- [Exercise brief] Extract every line of the listing below word for word, leaving the pictures out of your answer.

- [Stored data]

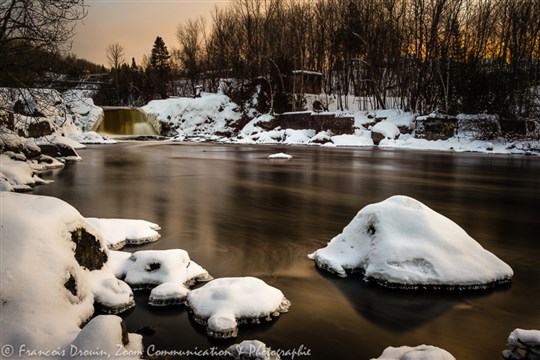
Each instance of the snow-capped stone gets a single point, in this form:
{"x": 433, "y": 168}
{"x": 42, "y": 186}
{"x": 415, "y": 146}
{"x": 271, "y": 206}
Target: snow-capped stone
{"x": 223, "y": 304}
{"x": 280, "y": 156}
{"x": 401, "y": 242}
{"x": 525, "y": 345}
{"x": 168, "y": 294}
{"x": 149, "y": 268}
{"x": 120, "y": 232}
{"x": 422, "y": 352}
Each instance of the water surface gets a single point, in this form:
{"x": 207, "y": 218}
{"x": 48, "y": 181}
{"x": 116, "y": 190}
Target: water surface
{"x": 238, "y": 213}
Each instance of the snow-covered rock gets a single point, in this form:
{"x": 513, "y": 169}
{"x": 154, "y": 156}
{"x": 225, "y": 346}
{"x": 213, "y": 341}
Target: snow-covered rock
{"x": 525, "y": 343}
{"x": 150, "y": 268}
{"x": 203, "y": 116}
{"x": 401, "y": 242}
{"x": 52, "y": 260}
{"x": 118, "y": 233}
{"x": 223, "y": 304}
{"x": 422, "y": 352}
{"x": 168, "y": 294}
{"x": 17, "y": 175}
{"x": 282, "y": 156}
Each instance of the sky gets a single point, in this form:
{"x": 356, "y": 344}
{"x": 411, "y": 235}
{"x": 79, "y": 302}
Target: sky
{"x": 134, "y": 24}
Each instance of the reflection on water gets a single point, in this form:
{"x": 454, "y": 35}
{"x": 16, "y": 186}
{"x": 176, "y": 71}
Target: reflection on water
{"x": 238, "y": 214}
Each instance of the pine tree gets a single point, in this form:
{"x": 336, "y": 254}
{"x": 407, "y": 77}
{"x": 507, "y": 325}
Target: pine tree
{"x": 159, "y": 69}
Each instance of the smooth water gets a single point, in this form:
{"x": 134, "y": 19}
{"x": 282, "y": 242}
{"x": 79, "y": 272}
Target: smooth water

- [Task solution]
Each instance of the snow-capped stone gets a single point, in this form:
{"x": 433, "y": 168}
{"x": 42, "y": 186}
{"x": 415, "y": 146}
{"x": 271, "y": 206}
Target: snow-capped stone
{"x": 223, "y": 304}
{"x": 280, "y": 156}
{"x": 401, "y": 242}
{"x": 525, "y": 345}
{"x": 168, "y": 294}
{"x": 149, "y": 268}
{"x": 120, "y": 232}
{"x": 422, "y": 352}
Each instance of the water surface gets a single point, in this form:
{"x": 207, "y": 218}
{"x": 48, "y": 181}
{"x": 116, "y": 190}
Target: water surface
{"x": 238, "y": 213}
Each instance of the snow-covered rock gets a single point, in this form:
{"x": 513, "y": 169}
{"x": 154, "y": 156}
{"x": 225, "y": 346}
{"x": 213, "y": 341}
Target: snow-covered rock
{"x": 525, "y": 343}
{"x": 150, "y": 268}
{"x": 203, "y": 116}
{"x": 401, "y": 242}
{"x": 52, "y": 260}
{"x": 118, "y": 233}
{"x": 223, "y": 304}
{"x": 422, "y": 352}
{"x": 168, "y": 294}
{"x": 17, "y": 175}
{"x": 282, "y": 156}
Each instance of the sky gets a single point, in this form:
{"x": 356, "y": 344}
{"x": 411, "y": 235}
{"x": 79, "y": 302}
Target: sky
{"x": 134, "y": 24}
Each instance of the reflection on water gets a single point, in this form:
{"x": 454, "y": 35}
{"x": 16, "y": 186}
{"x": 176, "y": 71}
Target: reflection on water
{"x": 238, "y": 214}
Each instance of the pine tree gets a single point, in this form:
{"x": 336, "y": 254}
{"x": 407, "y": 77}
{"x": 507, "y": 325}
Target: pine tree
{"x": 159, "y": 69}
Each instance of the smooth water gets a single point, in this form:
{"x": 134, "y": 19}
{"x": 282, "y": 242}
{"x": 79, "y": 272}
Target: smooth water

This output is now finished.